- **Belge Metni**:
•••

Mlliyet Milliyet Blog Milliyet Blog
 

24 Aralık '13

 
Kategori
Kitap
 

Aşk hiç biter mi?

Aşk hiç biter mi?
 

Hani insan bazen söylemeden, konuşmadan, yemeden, içmeden, hakkını savunmadan, iddia etmeden ve daha birçok şeyi yapmadan duramaz ya, ben de onların hikayesini yazmadan duramadım işte...

Kendinizi bildiniz bileli birbirlerinin gözlerine aşk, tutku ve olağanüstü bir bağlılıkla bakan, kavga ettikleri zaman dahi aralarındaki çekimi çok yoğun hissettiğiniz bir anne babanız olsa, inanın siz de duramazdınız yazmadan... Hele bir de serde edebiyat aşkı varsa, hiçbir kuvvet tutamazdı sizi de...

Aslında kendi halinde, evli, üç çocuklu, mutlu bir anne ve öğretmenim ben. Üçüncü çocuğunun dünyaya gelmesiyle birlikte üzülerek öğretmenlik mesleğine ara vermek zorunda kalan, öte yandan öğretmenliğe olan özlemini kendi çocuklarına eğitim vererek gidermeye çalışan bir öğretmen anneyim... Ne yaparsınız? Bir kere tebeşir tozunu yutmaya görün... Ömür boyu onun müptelası oluyorsunuz... Kendimi tutamayıp "Aşk Hiç Biter mi?" adlı romanımı yazmadan önce, Edebiyat alemlerine başka türlü göz kırpmışlığım da oldu aslında. Üç adet roman çevirdim ve pek de keyif aldım bu işten.

•••

- **Çıkarılan Kayıtlar**:
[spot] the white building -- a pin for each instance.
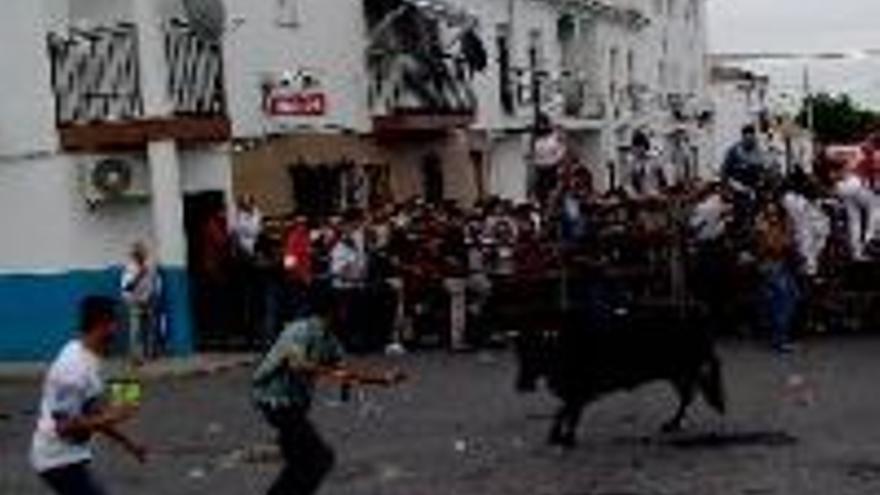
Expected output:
(380, 99)
(99, 93)
(741, 97)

•••

- **Yönergeler**:
1) Blog yazısında "Kendinizi bildiniz bileli" sözleriyle başlayıp "aldım bu işten." sözleriyle biten bölümü aynen aktarın.
2) Şu ifadelerin blog yazısıyla örtüşüp örtüşmediğini evet ya da hayır diyerek belirtin ve her biri için yazıdaki belirleyici sözleri olduğu gibi alıntılayın: (a) Yazar üç roman çevirmiştir. (b) Yazarın iki çocuğu vardır. (c) Yazar öğretmenlik yapmayı sürdürmektedir.

- **Cevaplar**:
1)
Kendinizi bildiniz bileli birbirlerinin gözlerine aşk, tutku ve olağanüstü bir bağlılıkla bakan, kavga ettikleri zaman dahi aralarındaki çekimi çok yoğun hissettiğiniz bir anne babanız olsa, inanın siz de duramazdınız yazmadan... Hele bir de serde edebiyat aşkı varsa, hiçbir kuvvet tutamazdı sizi de...

Aslında kendi halinde, evli, üç çocuklu, mutlu bir anne ve öğretmenim ben. Üçüncü çocuğunun dünyaya gelmesiyle birlikte üzülerek öğretmenlik mesleğine ara vermek zorunda kalan, öte yandan öğretmenliğe olan özlemini kendi çocuklarına eğitim vererek gidermeye çalışan bir öğretmen anneyim... Ne yaparsınız? Bir kere tebeşir tozunu yutmaya görün... Ömür boyu onun müptelası oluyorsunuz... Kendimi tutamayıp "Aşk Hiç Biter mi?" adlı romanımı yazmadan önce, Edebiyat alemlerine başka türlü göz kırpmışlığım da oldu aslında. Üç adet roman çevirdim ve pek de keyif aldım bu işten.

2)
(a) Evet: "Üç adet roman çevirdim"
(b) Hayır: "evli, üç çocuklu"
(c) Hayır: "öğretmenlik mesleğine ara vermek zorunda kalan"